== ミニ課題 ==
下の抜粋で、「以前1ドル800ペソが近いと」から始まって「の収入を得ていたわけですが。」までの部分を、「廃鉱」を「閉山」に差し替えて書き直してください。

== 抜粋 ==
◆ ◆ ◆ ◆ ◆
以前1ドル800ペソが近いと信じられていたのが嘘のようです。今週はなんと1ドル560ペソでしめられました。(つまり投資のつもりでドルを買った人は30%も損をしているわけです!)
このため大蔵大臣は今年度の財政支出の増大と来年度の経済成長率は予想を上回るものになること間違いないと発表、しかしチリにとって銅は神様のようなものですね
さてその銅の話ですが、コデルコが所有するマインの一つ、サルバドール鉱山は銅の含有率が低く毎年、損失が出ていました。このため同社ではこのマインの存続を認めずあと5年程で廃鉱にすると発表しました。その廃鉱にかかる費用は1億ドルと見られています。3万人が住むこの鉱山町はそれからゴーストタウンになるでしょう。
私もコデルコの仕事で何回も行っていますが、ここほど魅力のない町も珍しい。まるで砂漠の中で鉱山以外何も無い感じです。

2)先週お伝えしたチリ史上最高の罰金額が課せられた電力会社インサイダー取引の件は、被告側は罰金額を期限内に全額支払ましたが、金利分は全く未払いでした。被告側から出された金利分免除要求を最高裁判所は拒否しましたが、さてこのさきどうなるのか?
元大臣のロビー活動あかんかったんかな?
グループ合計で支払った罰金は1億6300万ドルです。けたが違いますね。よくこんな罰金が払えるもの。最も彼らはそれより多額の収入を得ていたわけですが。
◆ ◆ ◆ ◆ ◆
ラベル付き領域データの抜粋

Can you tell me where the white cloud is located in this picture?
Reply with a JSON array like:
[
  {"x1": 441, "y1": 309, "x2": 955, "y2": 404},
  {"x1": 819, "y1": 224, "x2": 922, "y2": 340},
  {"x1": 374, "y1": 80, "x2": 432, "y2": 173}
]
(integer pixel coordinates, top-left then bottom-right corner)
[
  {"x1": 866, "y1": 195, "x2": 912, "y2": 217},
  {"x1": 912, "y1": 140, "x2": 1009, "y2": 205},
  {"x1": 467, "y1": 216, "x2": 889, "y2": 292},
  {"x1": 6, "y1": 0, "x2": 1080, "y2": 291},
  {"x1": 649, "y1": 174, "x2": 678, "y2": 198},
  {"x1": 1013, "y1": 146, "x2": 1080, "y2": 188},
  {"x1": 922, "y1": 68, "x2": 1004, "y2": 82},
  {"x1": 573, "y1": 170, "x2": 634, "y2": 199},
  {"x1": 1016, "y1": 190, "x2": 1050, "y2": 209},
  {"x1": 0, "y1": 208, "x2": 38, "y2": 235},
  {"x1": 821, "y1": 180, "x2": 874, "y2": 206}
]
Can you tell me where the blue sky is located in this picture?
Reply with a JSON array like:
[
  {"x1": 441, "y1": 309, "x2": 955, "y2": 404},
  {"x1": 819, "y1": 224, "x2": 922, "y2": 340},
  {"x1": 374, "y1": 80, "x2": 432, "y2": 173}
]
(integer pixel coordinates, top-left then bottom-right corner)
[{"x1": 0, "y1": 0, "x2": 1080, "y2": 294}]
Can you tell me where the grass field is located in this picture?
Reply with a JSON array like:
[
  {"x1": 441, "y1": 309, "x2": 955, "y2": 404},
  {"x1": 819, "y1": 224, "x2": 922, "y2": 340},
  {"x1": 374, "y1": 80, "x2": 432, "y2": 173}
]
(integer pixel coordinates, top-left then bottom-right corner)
◆ ◆ ◆ ◆ ◆
== 解答 ==
以前1ドル800ペソが近いと信じられていたのが嘘のようです。今週はなんと1ドル560ペソでしめられました。(つまり投資のつもりでドルを買った人は30%も損をしているわけです!)
このため大蔵大臣は今年度の財政支出の増大と来年度の経済成長率は予想を上回るものになること間違いないと発表、しかしチリにとって銅は神様のようなものですね
さてその銅の話ですが、コデルコが所有するマインの一つ、サルバドール鉱山は銅の含有率が低く毎年、損失が出ていました。このため同社ではこのマインの存続を認めずあと5年程で閉山にすると発表しました。その閉山にかかる費用は1億ドルと見られています。3万人が住むこの鉱山町はそれからゴーストタウンになるでしょう。
私もコデルコの仕事で何回も行っていますが、ここほど魅力のない町も珍しい。まるで砂漠の中で鉱山以外何も無い感じです。

2)先週お伝えしたチリ史上最高の罰金額が課せられた電力会社インサイダー取引の件は、被告側は罰金額を期限内に全額支払ましたが、金利分は全く未払いでした。被告側から出された金利分免除要求を最高裁判所は拒否しましたが、さてこのさきどうなるのか?
元大臣のロビー活動あかんかったんかな?
グループ合計で支払った罰金は1億6300万ドルです。けたが違いますね。よくこんな罰金が払えるもの。最も彼らはそれより多額の収入を得ていたわけですが。